▶ **TASK REQUIREMENTS**
1. According to the passage on voice assistants and home privacy, what share of survey respondents don't trust the way these companies share their information?
2. Carry on the passage about voice assistants and home privacy, picking up right after its final sentence.

▶ **TEXT PASSAGE**

Google says these snippets technically aren’t linked to your account, but is that really cause for comfort? Jeremy Gillula, tech projects director at the Electronic Frontier Foundation told us he was “dismayed” by the language in Google’s blog post regarding account association with user audio recordings. Google’s statement that “Audio snippets are not associated with user accounts as part of the review process,” according to Gillula, is not the same thing as saying “once an audio “snippet is sent to the review process, it can never be re-associated with that user’s account.

Gillula says: “Google could design their system so that once a snippet gets selected for review, it’s impossible to re-associate with a user account, but they haven’t said that they’ve done that. So I think it’s entirely possible that in the future, Google could decide that their annotators should watch for signs of distress that can be reported to authorities, regardless of any legal obligations.”

Voice Assistants Walk a Thin Line Between Security and Privacy

By inviting a voice assistant into your home and allowing it to serve as the central command center for your home security system, you’re probably aware that you’re relinquishing personal data. But this might not totally stop you from buying big tech’s cameras, sensors, and other security devices. In fact, a survey done by Consumers International and the Internet Society shows that 75% of respondents don’t trust the way these companies share their information, despite the fact that nearly 70% also own said devices.

This might be a classic case of the privacy paradox. But it might also be a mere byproduct of a growing aversion to other options — options that may not provide as much user freedom. For example, Google Nest provides an element of more user autonomy in home security — it’s free of contracts, installation fees, and murky pricing and product displays. Trends in DIY home security suggest that consumers enjoy those freedoms: Nearly 60% of U.S. households with intentions to purchase a security system want to monitor themselves and through their mobile phones, and 52% look to install systems themselves, according to Parks Associates.

Big data, weak disclosures

By opting for a home security company with a business model that fuels its fire from your personal data, you might be forgoing lengthy, expensive contracts in the process. Transparency regarding your data, according to some of the experts we consulted, might be the cost. “Certainly, the incentives for disclosures are pretty weak,” Gillula told us.

▶ **INFORMATION SUPPLIED**
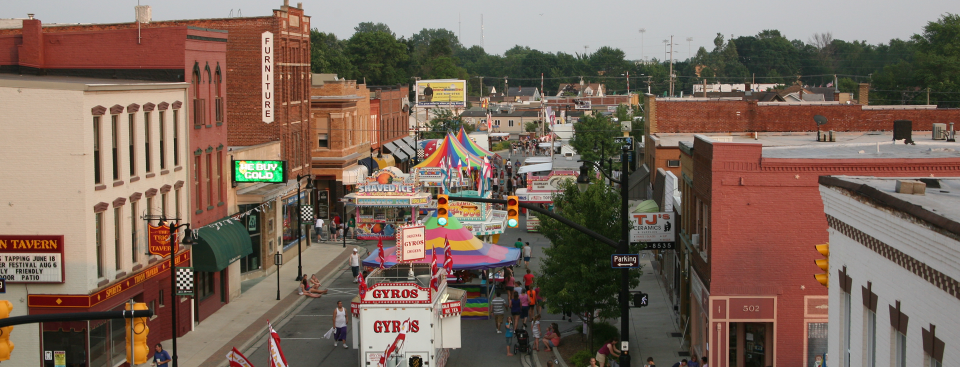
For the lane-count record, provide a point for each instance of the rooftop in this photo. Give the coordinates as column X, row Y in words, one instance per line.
column 939, row 205
column 81, row 83
column 848, row 145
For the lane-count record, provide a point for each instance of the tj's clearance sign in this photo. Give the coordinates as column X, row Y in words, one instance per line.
column 652, row 227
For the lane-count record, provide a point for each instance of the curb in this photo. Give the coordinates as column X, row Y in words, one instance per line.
column 249, row 336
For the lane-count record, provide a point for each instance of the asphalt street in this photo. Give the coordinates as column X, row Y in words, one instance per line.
column 301, row 333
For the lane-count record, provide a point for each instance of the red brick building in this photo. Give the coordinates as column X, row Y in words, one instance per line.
column 751, row 215
column 194, row 55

▶ **ANSWERS TO THE EXERCISES**
1. 75% of respondents.

2.
Google says the Assistant “stores data about your interactions with the Google Assistant on its servers, which reside in its data centers.” This information could include when you wake up and go to bed, when you turn off the lights, or lock the doors at night, all tracked through voice assistant queries. What’s not as well known, however, are the specific instances that trigger human transcription on Google’s end, how that information is transcribed, and how long Google keeps it.

“In terms of transparency, Google (and Amazon and any other home assistant which makes use of human annotators) should make it explicitly clear in their advertising and in the product packaging that as part of this service, Google employees or contractors may review audio recorded by the device. Anything less than that is being dishonest with their users,” Gillula said.

“OK Google” may not be the only trigger.

VRT NWS said of the 1,000 leaked excerpts it listened to, 153 were of “conversations that should never have been recorded and during which the command ‘Okay Google’ was clearly not given.” Google did not respond to our inquiries for this particular story, but David Monsees, project manager of search at Google, posted a statement on The Keyword regarding the topic. Monsees called the leak a violation of Google’s “data security policies” and that the company is “conducting a full review of our safeguards in this space to prevent misconduct like this from happening again.”

Monsees said the transcription efforts were to better develop speech technology for more languages and to understand the nuances and accents of different languages. Only 0.2% of recordings are annotated by these employees, according to Google, and these employees are also instructed “not to transcribe background conversations or other noises, and only transcribe snippets that are directed to Google.” These cases, known as “false accepts,” or triggering from sounds similar to “OK Google.” But if you’re concerned, you can always delete your voice recordings or opt out of using the Assistant completely.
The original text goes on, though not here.